= Problem =
Leaving out every line that comes before the one containing "Target: metal barrier", output the rest of the records exactly, the final line included.

Entries taken from a collection:
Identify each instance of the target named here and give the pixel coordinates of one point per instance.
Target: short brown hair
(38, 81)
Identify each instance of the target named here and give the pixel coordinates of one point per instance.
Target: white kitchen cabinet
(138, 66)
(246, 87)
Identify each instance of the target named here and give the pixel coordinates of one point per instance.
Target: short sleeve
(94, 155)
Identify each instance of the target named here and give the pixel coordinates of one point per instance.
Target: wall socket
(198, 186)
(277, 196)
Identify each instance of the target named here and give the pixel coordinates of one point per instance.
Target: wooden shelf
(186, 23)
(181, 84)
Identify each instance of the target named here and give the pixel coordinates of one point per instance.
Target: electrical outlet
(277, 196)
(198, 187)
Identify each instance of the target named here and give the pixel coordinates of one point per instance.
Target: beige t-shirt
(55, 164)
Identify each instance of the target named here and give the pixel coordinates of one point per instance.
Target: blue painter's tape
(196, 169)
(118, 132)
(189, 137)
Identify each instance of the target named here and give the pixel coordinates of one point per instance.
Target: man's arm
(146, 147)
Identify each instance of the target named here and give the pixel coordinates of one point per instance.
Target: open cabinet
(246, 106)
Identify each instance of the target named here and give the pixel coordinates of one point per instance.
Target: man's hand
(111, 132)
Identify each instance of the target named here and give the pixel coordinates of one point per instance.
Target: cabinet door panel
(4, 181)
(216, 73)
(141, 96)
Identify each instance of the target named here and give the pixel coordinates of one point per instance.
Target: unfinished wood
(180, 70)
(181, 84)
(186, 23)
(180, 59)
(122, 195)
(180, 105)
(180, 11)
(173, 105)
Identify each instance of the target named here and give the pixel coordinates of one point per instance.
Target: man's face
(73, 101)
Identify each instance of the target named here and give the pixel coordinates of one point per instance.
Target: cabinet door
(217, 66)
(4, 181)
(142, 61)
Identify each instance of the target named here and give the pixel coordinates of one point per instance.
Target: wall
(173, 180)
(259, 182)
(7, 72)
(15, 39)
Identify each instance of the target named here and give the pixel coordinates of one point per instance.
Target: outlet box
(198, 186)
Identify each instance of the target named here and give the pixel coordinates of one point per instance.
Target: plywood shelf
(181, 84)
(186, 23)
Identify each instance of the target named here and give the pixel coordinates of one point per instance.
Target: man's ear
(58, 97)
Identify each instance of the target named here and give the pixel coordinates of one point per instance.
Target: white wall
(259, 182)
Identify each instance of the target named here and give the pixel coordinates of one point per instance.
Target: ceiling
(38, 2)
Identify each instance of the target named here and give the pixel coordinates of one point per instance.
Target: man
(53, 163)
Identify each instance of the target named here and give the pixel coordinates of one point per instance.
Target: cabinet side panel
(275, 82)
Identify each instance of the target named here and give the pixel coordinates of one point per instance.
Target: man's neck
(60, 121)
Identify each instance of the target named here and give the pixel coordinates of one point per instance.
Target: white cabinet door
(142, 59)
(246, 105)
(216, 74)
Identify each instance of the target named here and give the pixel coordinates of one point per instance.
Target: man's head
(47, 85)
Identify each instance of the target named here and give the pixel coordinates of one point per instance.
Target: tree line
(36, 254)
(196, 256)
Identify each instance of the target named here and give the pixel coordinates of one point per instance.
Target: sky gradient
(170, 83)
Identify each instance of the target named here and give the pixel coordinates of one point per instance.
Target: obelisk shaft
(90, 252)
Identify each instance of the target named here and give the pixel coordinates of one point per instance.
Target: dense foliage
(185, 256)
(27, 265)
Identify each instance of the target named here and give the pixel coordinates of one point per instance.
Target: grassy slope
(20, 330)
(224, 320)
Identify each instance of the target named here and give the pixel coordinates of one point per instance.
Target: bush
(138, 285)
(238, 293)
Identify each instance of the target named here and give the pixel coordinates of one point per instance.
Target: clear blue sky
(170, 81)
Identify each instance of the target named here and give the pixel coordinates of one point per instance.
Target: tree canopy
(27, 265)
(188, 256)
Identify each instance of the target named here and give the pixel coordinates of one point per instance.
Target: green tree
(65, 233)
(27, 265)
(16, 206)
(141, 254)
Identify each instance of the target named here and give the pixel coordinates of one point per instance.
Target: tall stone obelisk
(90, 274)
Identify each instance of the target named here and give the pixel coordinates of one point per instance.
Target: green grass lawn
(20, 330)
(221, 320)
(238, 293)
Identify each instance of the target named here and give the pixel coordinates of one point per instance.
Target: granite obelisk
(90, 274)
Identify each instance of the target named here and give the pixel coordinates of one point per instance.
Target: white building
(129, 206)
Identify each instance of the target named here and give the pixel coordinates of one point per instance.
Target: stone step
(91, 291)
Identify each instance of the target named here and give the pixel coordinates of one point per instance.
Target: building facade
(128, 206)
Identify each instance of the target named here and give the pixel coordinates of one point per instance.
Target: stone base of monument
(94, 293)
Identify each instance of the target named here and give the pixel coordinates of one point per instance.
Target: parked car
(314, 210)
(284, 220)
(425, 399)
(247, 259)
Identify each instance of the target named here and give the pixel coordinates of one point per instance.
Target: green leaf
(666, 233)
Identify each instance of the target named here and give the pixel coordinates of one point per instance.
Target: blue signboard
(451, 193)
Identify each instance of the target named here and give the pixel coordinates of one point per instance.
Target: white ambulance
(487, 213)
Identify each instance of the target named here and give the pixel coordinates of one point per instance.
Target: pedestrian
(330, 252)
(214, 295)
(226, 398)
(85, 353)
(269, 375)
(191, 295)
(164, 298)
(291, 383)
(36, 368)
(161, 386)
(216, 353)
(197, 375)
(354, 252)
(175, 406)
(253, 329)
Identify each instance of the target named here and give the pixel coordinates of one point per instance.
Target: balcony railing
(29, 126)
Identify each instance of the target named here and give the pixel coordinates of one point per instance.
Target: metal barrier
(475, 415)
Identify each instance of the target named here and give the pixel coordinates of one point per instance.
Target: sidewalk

= Final answer =
Target: metal barrier
(475, 415)
Identify each instance of the target named here and give the pixel coordinates of one point per instance.
Target: sidewalk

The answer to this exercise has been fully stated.